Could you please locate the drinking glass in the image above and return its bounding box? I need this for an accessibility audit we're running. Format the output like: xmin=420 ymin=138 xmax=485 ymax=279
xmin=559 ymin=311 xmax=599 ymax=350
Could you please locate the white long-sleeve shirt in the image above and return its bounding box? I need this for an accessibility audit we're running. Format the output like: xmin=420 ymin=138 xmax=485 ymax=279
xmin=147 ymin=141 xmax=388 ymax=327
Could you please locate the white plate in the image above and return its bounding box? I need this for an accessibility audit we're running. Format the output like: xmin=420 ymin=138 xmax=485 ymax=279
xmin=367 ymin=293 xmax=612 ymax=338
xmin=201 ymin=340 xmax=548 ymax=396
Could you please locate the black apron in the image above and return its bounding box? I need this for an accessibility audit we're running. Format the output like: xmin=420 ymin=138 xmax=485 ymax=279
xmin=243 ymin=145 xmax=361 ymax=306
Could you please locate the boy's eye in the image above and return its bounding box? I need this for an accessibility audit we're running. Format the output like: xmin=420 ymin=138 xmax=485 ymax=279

* * * * *

> What you will do
Copy each line of the material exactly as written.

> Response
Could you please locate the drinking glass in the image above and return its bounding box? I need this for an accessibility audit we're running. Format the output like: xmin=420 ymin=138 xmax=485 ymax=279
xmin=559 ymin=311 xmax=599 ymax=350
Could you please locate the white long-sleeve shirt in the image above and return its bounding box? I need this for an accessibility audit we're running. Format the output like: xmin=420 ymin=138 xmax=485 ymax=279
xmin=147 ymin=141 xmax=388 ymax=327
Could you please locate the white plate in the image above and return its bounding box? I need this for an accessibility audit we're running. Format the output like: xmin=420 ymin=138 xmax=485 ymax=279
xmin=367 ymin=293 xmax=612 ymax=338
xmin=201 ymin=340 xmax=548 ymax=396
Could you please locate the black apron in the image above and return its bounding box? I need this for an accessibility audit we're running. Format the output like: xmin=420 ymin=138 xmax=485 ymax=279
xmin=243 ymin=145 xmax=361 ymax=306
Could you please locate the boy's eye in the image above and return its bounding box? I need this for an accessibility audit we're running. Format the output like: xmin=420 ymin=138 xmax=485 ymax=279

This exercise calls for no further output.